- _Source excerpt_:
* Begin *
So, a functionally-powerless oversight board can be said to lack legitimacy by design. Why, then, would Facebook build it in such a way? Cynics and critics are saying that the goal is to pass the buck from Facebook to a third party. The company can point to them and say “these independent experts said we’re not biased in our decisions.” If, in fact that cynical interpretation is not warranted, but simply a reflection of how an undertaking of this magnitude is complex and hectic, the current board set up is still going to feed into the cynical narrative.
The “judicial” metaphor has a pretty strong underlying premise, and it signals the uncritical transference of the fundamental expectations of a nation-state to a corporate entity. This is dangerous, because a corporation is not, in any substantial way, similar to a nation-state. There are other mechanisms that govern its relationship to staff and consumers, distinct from the ones that exist in a nation-state’s relationship to its citizens. There is no implied or existing social contract that gives the corporation any kind of powers over its customers. A company has a duty to its shareholders, unlike a nation-state, which has a duty to secure certain basic rights for its citizens.
This means that the power and legitimacy that comes with a judicial branch of a nation state can’t be transferred to the “judicial” branch of a corporation. And here comes the kicker: this hasn’t been done before, so there is no literature or empirical evidence that this would work and achieve legitimacy. Meanwhile, an external board that would be a consultative body tasked primarily with providing guidance on the content guidelines, would have had a significant body of literature on private governance legitimacy (Quack 2010, Fransen 2012, Mena and Pallazo 2012, Hahn and Weidtmann 2016) and empirical examples (Gasser et al 2015) to lean on.
* End *
- _Available data_:
* Begin *
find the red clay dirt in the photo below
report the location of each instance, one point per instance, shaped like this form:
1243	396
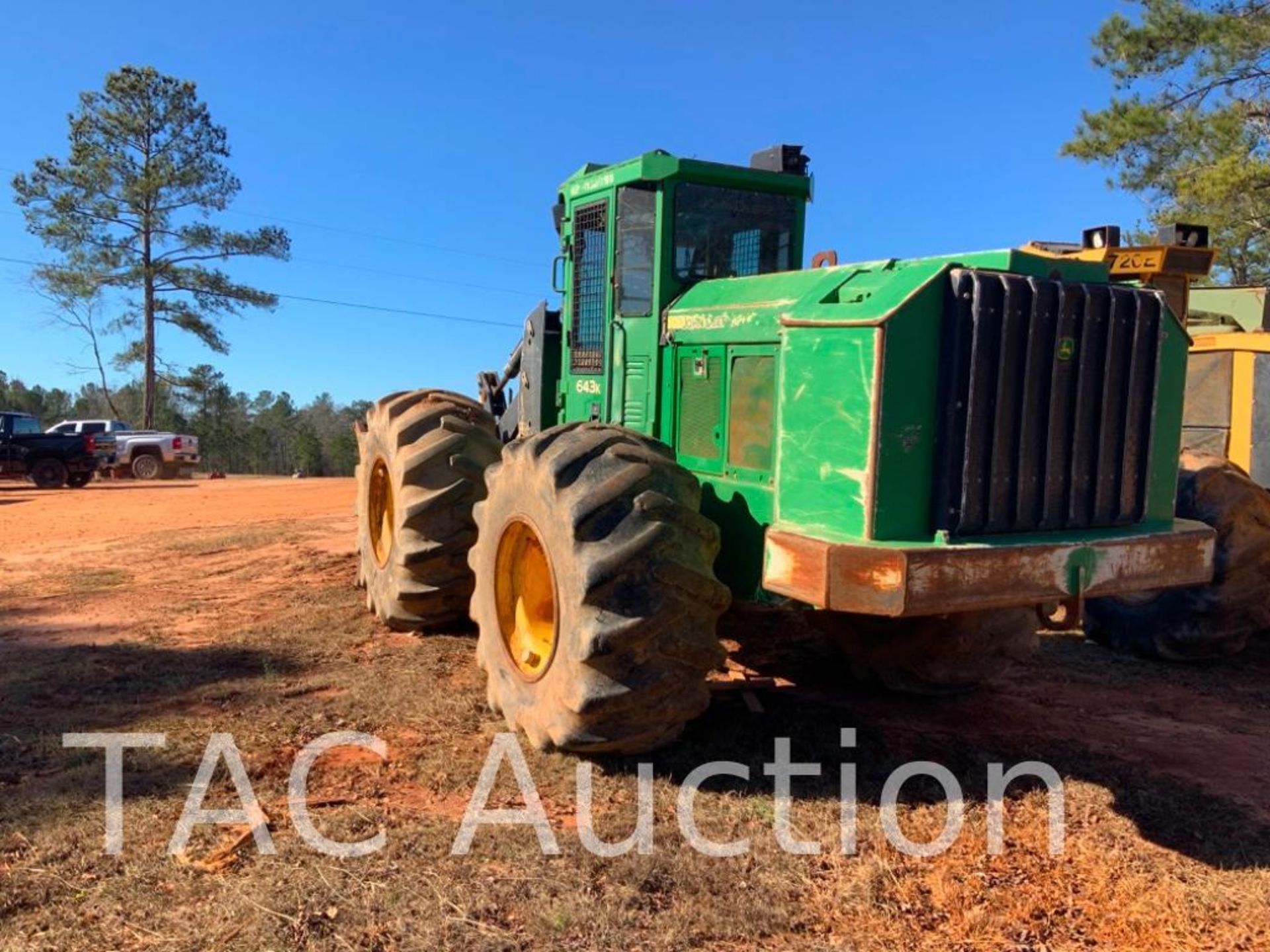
* End *
- _Required actions_:
a) Repeat the passage on Facebook's oversight board from "This means that" up to and including "to lean on.".
b) Write the next part of the passage on Facebook's oversight board, picking up right after its last sentence.

- _Answer set_:
a)
This means that the power and legitimacy that comes with a judicial branch of a nation state can’t be transferred to the “judicial” branch of a corporation. And here comes the kicker: this hasn’t been done before, so there is no literature or empirical evidence that this would work and achieve legitimacy. Meanwhile, an external board that would be a consultative body tasked primarily with providing guidance on the content guidelines, would have had a significant body of literature on private governance legitimacy (Quack 2010, Fransen 2012, Mena and Pallazo 2012, Hahn and Weidtmann 2016) and empirical examples (Gasser et al 2015) to lean on.

b)
Maybe the blinders of those who saw “constitutional law” as the best perspective on content moderation were too limiting for them to see this (the author can attest to having spoken with team-members about this concern before the final charter was finalized). Or maybe the intent, from Facebook’s executives, was indeed to have it fail.
One of the more bizarre responses to the argument above is that a lot of hard work and a lot of thoughtful consideration has gone into it. This is definitely true. As a participant in a small group of experts giving feedback on an intermediary draft of the charter I saw first-hand the dedication, genuine interest and hard work that a smart and savvy team put in for this process. The endless hours, the global consultations, the hundreds and thousands of pages of summaries and research, and the substantial amount of money poured into this endeavor are very real. The experts engaged to provide feedback spoke their minds and offered up many thoughts that seem to have been taken into consideration, to an extent. Knowing all of that, though, does not override the fact that hard work and thoughtful consideration is not enough to make the board sufficiently legitimate
The worst part about all the resources poured into this project is that Facebook actually did all the work, and truly consulted with more or less the entire world, and gathered an accurate X-ray of the general consensus (or lack of it) on content moderation. If only they had been a bit more flexible about their fundamental assumption, the desire to make the board primarily a “judiciary”, Facebook would have been able to tap into literatures and existing cases of external governance structures, which would actually bring with it a stronger, more robust legitimacy. But that would have required an amenability to demystify and open the black box of content guideline creation, which, based on the final charter of the board, seems to be the one area where Facebook is not actually willing to make concessions.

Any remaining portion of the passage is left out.